*DIRECTION 1*: Using the passage on the album Solid, decide whether each statement agrees with it: (a) the album was recorded in 1964 and released in 1979; (b) Joe Henderson plays alto saxophone on it; (c) Steve Huey gave it five stars. Answer yes or no for each and quote the words of the passage that decide it.

*SOURCE EXCERPT*:

######

Solid is an album by American jazz guitarist Grant Green featuring performances recorded in 1964 but not released on the Blue Note label until 1979. McCoy Tyner, Elvin Jones and Bob Cranshaw from Green’s previous session are joined by alto saxophonist James Spaulding and tenor saxophonist Joe Henderson.

Reception

The Allmusic review by Steve Huey awarded the album 4½ stars and stated "Solid is a bright, hard-charging affair. There's a little modal jazz, but Solid's repertoire is chiefly complex hard bop, full of challenging twists and turns that the players burn through with enthusiasm. Green didn't tackle this kind of material — or play with this kind of group — very often, and it's a treat to hear him do so on both counts...  one of Green's strongest jazz outings and a unique standout in his catalog".

######

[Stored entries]

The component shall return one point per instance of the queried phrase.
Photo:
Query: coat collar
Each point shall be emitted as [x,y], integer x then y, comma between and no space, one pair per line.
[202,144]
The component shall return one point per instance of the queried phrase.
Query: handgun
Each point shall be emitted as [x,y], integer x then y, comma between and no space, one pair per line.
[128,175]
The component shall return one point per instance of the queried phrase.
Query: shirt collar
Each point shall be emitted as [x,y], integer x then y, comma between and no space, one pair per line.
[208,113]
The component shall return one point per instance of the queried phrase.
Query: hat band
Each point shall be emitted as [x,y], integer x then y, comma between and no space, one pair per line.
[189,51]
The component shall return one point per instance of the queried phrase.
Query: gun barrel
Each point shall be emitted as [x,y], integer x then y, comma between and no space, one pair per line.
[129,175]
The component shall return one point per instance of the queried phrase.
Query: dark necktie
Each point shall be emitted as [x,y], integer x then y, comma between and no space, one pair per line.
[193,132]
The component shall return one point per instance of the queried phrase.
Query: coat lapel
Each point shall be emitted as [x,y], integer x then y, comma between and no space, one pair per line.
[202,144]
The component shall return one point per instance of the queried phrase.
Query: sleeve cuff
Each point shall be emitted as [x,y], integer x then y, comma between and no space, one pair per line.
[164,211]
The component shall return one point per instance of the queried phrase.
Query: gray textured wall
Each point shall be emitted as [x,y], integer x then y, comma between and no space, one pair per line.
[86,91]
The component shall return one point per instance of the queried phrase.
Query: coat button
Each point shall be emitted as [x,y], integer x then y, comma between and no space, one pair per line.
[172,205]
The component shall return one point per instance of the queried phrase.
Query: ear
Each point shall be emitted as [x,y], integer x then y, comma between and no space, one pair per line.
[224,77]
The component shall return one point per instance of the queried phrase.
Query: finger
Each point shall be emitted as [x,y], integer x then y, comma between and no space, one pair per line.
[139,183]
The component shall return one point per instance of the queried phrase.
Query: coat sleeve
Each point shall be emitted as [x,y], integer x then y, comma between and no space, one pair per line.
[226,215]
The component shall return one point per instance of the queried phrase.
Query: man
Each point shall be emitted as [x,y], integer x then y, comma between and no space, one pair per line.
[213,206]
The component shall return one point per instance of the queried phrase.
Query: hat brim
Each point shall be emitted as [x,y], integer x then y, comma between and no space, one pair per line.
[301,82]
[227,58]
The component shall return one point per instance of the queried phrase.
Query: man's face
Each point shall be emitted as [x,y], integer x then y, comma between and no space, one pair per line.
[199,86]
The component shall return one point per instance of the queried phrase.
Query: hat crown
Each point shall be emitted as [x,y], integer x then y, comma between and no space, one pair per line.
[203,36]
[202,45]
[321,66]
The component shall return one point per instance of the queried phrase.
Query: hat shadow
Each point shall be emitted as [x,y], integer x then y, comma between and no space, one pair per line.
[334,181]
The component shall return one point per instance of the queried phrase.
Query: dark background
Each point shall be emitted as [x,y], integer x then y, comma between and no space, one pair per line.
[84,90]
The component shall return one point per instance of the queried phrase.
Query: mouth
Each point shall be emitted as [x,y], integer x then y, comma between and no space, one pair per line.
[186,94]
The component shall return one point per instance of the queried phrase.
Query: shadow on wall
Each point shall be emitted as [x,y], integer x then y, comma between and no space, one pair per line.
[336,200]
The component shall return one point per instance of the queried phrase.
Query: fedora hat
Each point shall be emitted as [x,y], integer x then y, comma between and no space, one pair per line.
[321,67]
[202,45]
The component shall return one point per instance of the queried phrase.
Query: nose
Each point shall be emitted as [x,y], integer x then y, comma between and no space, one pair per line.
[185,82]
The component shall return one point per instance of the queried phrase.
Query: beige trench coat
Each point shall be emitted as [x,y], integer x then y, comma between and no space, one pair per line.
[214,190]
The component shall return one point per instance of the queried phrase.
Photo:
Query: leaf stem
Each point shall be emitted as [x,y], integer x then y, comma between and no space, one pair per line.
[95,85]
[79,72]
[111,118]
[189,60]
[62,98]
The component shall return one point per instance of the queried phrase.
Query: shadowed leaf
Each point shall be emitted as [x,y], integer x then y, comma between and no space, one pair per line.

######

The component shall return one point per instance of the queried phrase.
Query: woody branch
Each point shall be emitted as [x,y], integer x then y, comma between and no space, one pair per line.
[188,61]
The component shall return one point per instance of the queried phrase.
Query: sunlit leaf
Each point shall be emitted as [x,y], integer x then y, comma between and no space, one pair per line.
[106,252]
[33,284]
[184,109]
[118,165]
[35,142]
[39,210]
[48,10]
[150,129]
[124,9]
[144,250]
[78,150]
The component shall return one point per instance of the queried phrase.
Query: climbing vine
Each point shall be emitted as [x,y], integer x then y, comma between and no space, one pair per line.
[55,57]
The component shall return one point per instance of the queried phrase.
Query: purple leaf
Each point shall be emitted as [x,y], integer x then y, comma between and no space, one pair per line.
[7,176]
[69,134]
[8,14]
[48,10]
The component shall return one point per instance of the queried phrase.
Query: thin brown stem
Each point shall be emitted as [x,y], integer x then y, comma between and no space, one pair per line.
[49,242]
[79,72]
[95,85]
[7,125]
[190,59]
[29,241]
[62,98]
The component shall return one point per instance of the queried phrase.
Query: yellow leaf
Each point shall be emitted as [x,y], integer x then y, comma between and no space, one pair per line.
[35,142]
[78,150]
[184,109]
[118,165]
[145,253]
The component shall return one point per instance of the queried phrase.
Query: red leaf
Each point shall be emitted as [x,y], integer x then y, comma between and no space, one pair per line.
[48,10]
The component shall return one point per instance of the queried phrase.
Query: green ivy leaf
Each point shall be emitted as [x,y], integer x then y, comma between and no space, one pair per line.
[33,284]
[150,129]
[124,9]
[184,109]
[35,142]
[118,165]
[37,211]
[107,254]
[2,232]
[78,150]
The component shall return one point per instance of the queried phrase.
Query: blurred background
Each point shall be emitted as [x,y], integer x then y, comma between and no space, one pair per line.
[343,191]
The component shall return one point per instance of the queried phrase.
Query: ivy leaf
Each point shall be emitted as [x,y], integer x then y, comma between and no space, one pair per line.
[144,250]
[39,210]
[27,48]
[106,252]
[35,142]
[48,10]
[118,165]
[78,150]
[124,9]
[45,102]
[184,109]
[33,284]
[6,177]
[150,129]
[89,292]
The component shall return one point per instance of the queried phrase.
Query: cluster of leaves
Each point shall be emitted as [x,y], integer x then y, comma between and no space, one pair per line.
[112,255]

######

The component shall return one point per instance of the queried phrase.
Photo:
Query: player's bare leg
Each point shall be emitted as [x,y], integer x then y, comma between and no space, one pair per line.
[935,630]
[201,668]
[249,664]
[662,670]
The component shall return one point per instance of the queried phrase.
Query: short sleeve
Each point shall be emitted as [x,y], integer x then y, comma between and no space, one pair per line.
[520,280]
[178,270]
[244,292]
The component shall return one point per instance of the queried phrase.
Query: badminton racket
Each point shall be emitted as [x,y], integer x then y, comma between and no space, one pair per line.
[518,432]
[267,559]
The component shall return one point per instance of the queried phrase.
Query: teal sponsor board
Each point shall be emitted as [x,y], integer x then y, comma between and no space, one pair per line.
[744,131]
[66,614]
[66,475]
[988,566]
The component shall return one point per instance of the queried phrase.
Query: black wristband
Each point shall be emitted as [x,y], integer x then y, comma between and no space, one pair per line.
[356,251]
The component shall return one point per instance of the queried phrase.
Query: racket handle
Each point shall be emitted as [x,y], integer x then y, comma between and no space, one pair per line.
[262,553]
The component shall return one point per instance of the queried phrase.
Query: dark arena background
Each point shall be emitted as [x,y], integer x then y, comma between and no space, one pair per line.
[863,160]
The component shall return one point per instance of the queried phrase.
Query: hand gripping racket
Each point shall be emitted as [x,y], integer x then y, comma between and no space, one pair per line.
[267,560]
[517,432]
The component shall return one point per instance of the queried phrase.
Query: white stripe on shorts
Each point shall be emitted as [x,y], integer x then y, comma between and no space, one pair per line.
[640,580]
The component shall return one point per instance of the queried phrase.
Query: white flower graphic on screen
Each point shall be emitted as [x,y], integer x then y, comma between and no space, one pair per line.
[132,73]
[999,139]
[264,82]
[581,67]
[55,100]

######

*DIRECTION 2*: How many lines of the stored entries above contain the string "leaf"? Reply with the number only.

*WRITTEN REPLY 1*:
(a) Yes: "recorded in 1964 but not released on the Blue Note label until 1979"
(b) No: "tenor saxophonist Joe Henderson"
(c) No: "awarded the album 4½ stars"

*WRITTEN REPLY 2*: 8